** start SUPPLIED RECORDS **

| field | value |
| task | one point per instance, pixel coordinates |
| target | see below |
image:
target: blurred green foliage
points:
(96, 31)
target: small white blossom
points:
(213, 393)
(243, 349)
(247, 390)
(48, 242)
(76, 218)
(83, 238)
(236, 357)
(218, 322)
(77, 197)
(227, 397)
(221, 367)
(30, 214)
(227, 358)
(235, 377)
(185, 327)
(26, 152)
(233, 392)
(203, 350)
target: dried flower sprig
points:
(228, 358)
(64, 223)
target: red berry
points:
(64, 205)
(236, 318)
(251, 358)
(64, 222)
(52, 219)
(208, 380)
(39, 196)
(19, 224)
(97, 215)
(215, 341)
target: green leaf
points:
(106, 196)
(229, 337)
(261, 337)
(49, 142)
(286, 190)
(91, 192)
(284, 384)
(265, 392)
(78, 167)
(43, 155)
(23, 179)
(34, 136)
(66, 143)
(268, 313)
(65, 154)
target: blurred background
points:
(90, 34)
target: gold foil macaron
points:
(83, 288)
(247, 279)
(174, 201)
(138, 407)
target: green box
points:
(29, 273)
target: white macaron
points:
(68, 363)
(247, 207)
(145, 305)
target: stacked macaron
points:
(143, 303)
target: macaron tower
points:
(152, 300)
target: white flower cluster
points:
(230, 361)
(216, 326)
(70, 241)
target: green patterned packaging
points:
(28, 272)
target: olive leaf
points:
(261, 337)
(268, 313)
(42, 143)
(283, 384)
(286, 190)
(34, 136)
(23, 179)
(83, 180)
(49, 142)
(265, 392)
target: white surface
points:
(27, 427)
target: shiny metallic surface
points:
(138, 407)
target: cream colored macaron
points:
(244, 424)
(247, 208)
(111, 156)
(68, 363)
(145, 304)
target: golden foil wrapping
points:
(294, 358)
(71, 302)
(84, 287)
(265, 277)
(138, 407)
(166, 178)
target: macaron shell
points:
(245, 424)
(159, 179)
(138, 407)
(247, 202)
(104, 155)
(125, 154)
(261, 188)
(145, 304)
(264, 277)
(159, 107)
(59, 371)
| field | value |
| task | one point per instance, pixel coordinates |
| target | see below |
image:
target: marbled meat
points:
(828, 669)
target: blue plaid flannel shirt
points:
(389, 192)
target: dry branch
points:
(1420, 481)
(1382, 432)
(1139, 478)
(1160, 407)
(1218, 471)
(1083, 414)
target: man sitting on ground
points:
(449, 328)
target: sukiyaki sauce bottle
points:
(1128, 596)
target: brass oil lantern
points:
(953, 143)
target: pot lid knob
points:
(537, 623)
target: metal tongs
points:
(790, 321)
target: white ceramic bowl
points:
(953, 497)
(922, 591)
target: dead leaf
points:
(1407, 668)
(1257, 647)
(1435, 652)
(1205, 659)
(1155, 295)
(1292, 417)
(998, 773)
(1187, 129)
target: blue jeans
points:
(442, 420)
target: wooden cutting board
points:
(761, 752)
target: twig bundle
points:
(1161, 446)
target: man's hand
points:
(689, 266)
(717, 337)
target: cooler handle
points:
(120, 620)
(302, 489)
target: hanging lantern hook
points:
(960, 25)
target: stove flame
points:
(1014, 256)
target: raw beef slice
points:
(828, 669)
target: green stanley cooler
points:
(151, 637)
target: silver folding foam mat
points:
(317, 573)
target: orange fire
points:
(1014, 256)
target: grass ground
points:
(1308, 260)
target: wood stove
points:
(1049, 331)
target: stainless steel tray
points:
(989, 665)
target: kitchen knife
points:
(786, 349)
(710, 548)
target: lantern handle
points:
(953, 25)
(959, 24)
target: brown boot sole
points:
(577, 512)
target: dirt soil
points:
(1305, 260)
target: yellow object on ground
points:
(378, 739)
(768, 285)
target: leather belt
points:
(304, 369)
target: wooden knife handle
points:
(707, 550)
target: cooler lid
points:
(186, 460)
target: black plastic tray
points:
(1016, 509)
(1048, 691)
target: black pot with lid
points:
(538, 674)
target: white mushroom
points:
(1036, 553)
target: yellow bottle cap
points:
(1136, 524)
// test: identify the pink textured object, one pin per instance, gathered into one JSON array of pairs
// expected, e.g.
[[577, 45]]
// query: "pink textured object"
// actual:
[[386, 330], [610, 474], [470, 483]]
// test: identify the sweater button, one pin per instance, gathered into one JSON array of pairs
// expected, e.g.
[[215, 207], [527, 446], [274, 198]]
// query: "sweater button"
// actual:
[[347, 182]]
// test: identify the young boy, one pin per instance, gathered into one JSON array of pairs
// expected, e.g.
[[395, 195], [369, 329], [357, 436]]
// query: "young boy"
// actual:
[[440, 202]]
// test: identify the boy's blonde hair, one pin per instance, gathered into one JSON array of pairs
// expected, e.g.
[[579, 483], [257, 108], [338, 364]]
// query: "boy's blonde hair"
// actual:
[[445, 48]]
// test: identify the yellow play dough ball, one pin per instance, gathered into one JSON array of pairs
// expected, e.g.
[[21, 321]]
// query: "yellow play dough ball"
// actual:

** end SUPPLIED RECORDS **

__SHORT TASK__
Render each line of the rows above as a JSON list of strings, one string per line, with blank lines left out.

__EXERCISE RESULT__
[
  "| field | value |",
  "| task | one point per instance, pixel coordinates |",
  "| target | see below |",
  "image:",
  "target: blurred green foliage",
  "points:",
  "(96, 31)",
  "target: small white blossom",
  "points:",
  "(213, 393)",
  "(243, 349)",
  "(247, 390)",
  "(48, 242)",
  "(76, 218)",
  "(83, 238)",
  "(236, 357)",
  "(218, 322)",
  "(77, 197)",
  "(227, 397)",
  "(221, 367)",
  "(30, 214)",
  "(227, 358)",
  "(235, 377)",
  "(185, 327)",
  "(26, 152)",
  "(233, 392)",
  "(203, 350)",
  "target: dried flower sprig",
  "points:",
  "(228, 358)",
  "(64, 223)",
  "target: red berry",
  "points:",
  "(64, 205)",
  "(236, 318)",
  "(251, 358)",
  "(64, 222)",
  "(52, 219)",
  "(208, 380)",
  "(39, 196)",
  "(19, 224)",
  "(97, 215)",
  "(215, 341)",
  "target: green leaf",
  "points:",
  "(106, 196)",
  "(229, 337)",
  "(261, 337)",
  "(49, 142)",
  "(286, 190)",
  "(91, 192)",
  "(284, 384)",
  "(265, 392)",
  "(78, 167)",
  "(43, 155)",
  "(23, 179)",
  "(34, 136)",
  "(66, 143)",
  "(268, 313)",
  "(65, 154)",
  "target: blurred background",
  "points:",
  "(90, 34)",
  "target: gold foil macaron",
  "points:",
  "(83, 288)",
  "(247, 279)",
  "(174, 201)",
  "(138, 407)",
  "target: green box",
  "points:",
  "(29, 273)",
  "target: white macaron",
  "points:",
  "(68, 363)",
  "(247, 207)",
  "(145, 305)",
  "target: stacked macaron",
  "points:",
  "(143, 303)",
  "target: macaron tower",
  "points:",
  "(152, 300)",
  "target: white flower cluster",
  "points:",
  "(230, 361)",
  "(216, 326)",
  "(70, 241)",
  "target: green patterned packaging",
  "points:",
  "(28, 272)",
  "target: olive leaf",
  "points:",
  "(261, 337)",
  "(268, 313)",
  "(42, 143)",
  "(283, 384)",
  "(286, 190)",
  "(34, 136)",
  "(23, 179)",
  "(83, 180)",
  "(49, 142)",
  "(265, 392)",
  "target: white surface",
  "points:",
  "(27, 427)",
  "target: shiny metallic surface",
  "points:",
  "(138, 407)",
  "target: cream colored macaron",
  "points:",
  "(244, 424)",
  "(247, 208)",
  "(111, 156)",
  "(68, 363)",
  "(145, 304)",
  "target: golden foil wrapping",
  "points:",
  "(294, 358)",
  "(71, 302)",
  "(84, 287)",
  "(265, 277)",
  "(138, 407)",
  "(166, 178)",
  "target: macaron shell",
  "points:",
  "(245, 424)",
  "(159, 179)",
  "(138, 407)",
  "(247, 202)",
  "(104, 155)",
  "(125, 154)",
  "(261, 188)",
  "(145, 304)",
  "(264, 277)",
  "(159, 107)",
  "(59, 371)",
  "| field | value |",
  "| task | one point per instance, pixel coordinates |",
  "| target | see below |",
  "image:",
  "target: marbled meat",
  "points:",
  "(828, 669)",
  "target: blue plaid flannel shirt",
  "points:",
  "(389, 192)",
  "target: dry branch",
  "points:",
  "(1420, 481)",
  "(1382, 432)",
  "(1139, 478)",
  "(1160, 407)",
  "(1218, 471)",
  "(1083, 414)",
  "target: man sitting on ground",
  "points:",
  "(449, 328)",
  "target: sukiyaki sauce bottle",
  "points:",
  "(1128, 596)",
  "target: brass oil lantern",
  "points:",
  "(953, 143)",
  "target: pot lid knob",
  "points:",
  "(537, 623)",
  "target: metal tongs",
  "points:",
  "(790, 321)",
  "target: white ceramic bowl",
  "points:",
  "(953, 497)",
  "(922, 591)",
  "target: dead leaf",
  "points:",
  "(1407, 668)",
  "(1257, 647)",
  "(1435, 652)",
  "(1205, 659)",
  "(1155, 295)",
  "(1292, 417)",
  "(998, 773)",
  "(1187, 129)",
  "target: blue jeans",
  "points:",
  "(442, 420)",
  "target: wooden cutting board",
  "points:",
  "(761, 752)",
  "target: twig bundle",
  "points:",
  "(1161, 446)",
  "target: man's hand",
  "points:",
  "(689, 266)",
  "(717, 337)",
  "target: cooler handle",
  "points:",
  "(120, 620)",
  "(302, 489)",
  "target: hanging lantern hook",
  "points:",
  "(960, 25)",
  "target: stove flame",
  "points:",
  "(1014, 256)",
  "target: raw beef slice",
  "points:",
  "(828, 669)",
  "target: green stanley cooler",
  "points:",
  "(151, 637)",
  "target: silver folding foam mat",
  "points:",
  "(317, 573)",
  "target: orange fire",
  "points:",
  "(1014, 256)",
  "target: grass ground",
  "points:",
  "(1308, 260)",
  "target: wood stove",
  "points:",
  "(1049, 331)",
  "target: stainless steel tray",
  "points:",
  "(989, 665)",
  "target: kitchen knife",
  "points:",
  "(786, 349)",
  "(710, 548)",
  "target: lantern handle",
  "points:",
  "(953, 25)",
  "(959, 24)",
  "target: brown boot sole",
  "points:",
  "(577, 512)",
  "target: dirt soil",
  "points:",
  "(1305, 260)",
  "target: yellow object on ground",
  "points:",
  "(378, 739)",
  "(768, 285)",
  "target: leather belt",
  "points:",
  "(304, 369)",
  "target: wooden knife handle",
  "points:",
  "(707, 550)",
  "target: cooler lid",
  "points:",
  "(186, 460)",
  "target: black plastic tray",
  "points:",
  "(1016, 509)",
  "(1048, 691)",
  "target: black pot with lid",
  "points:",
  "(538, 674)",
  "target: white mushroom",
  "points:",
  "(1036, 553)",
  "target: yellow bottle cap",
  "points:",
  "(1136, 524)",
  "// test: identify the pink textured object, one pin per instance, gathered into one JSON array of pairs",
  "// expected, e.g.",
  "[[577, 45]]",
  "// query: \"pink textured object\"",
  "// actual:",
  "[[386, 330], [610, 474], [470, 483]]",
  "// test: identify the sweater button, one pin per instance, gathered into one JSON array of pairs",
  "// expected, e.g.",
  "[[215, 207], [527, 446], [274, 198]]",
  "// query: \"sweater button\"",
  "// actual:",
  "[[347, 182]]",
  "// test: identify the young boy, one pin per instance, gathered into one JSON array of pairs",
  "// expected, e.g.",
  "[[395, 195], [369, 329], [357, 436]]",
  "// query: \"young boy\"",
  "// actual:",
  "[[440, 202]]",
  "// test: identify the boy's blonde hair, one pin per instance, gathered into one JSON array of pairs",
  "// expected, e.g.",
  "[[579, 483], [257, 108], [338, 364]]",
  "// query: \"boy's blonde hair\"",
  "// actual:",
  "[[445, 48]]",
  "// test: identify the yellow play dough ball, one pin per instance, gathered into one JSON array of pairs",
  "// expected, e.g.",
  "[[21, 321]]",
  "// query: \"yellow play dough ball\"",
  "// actual:"
]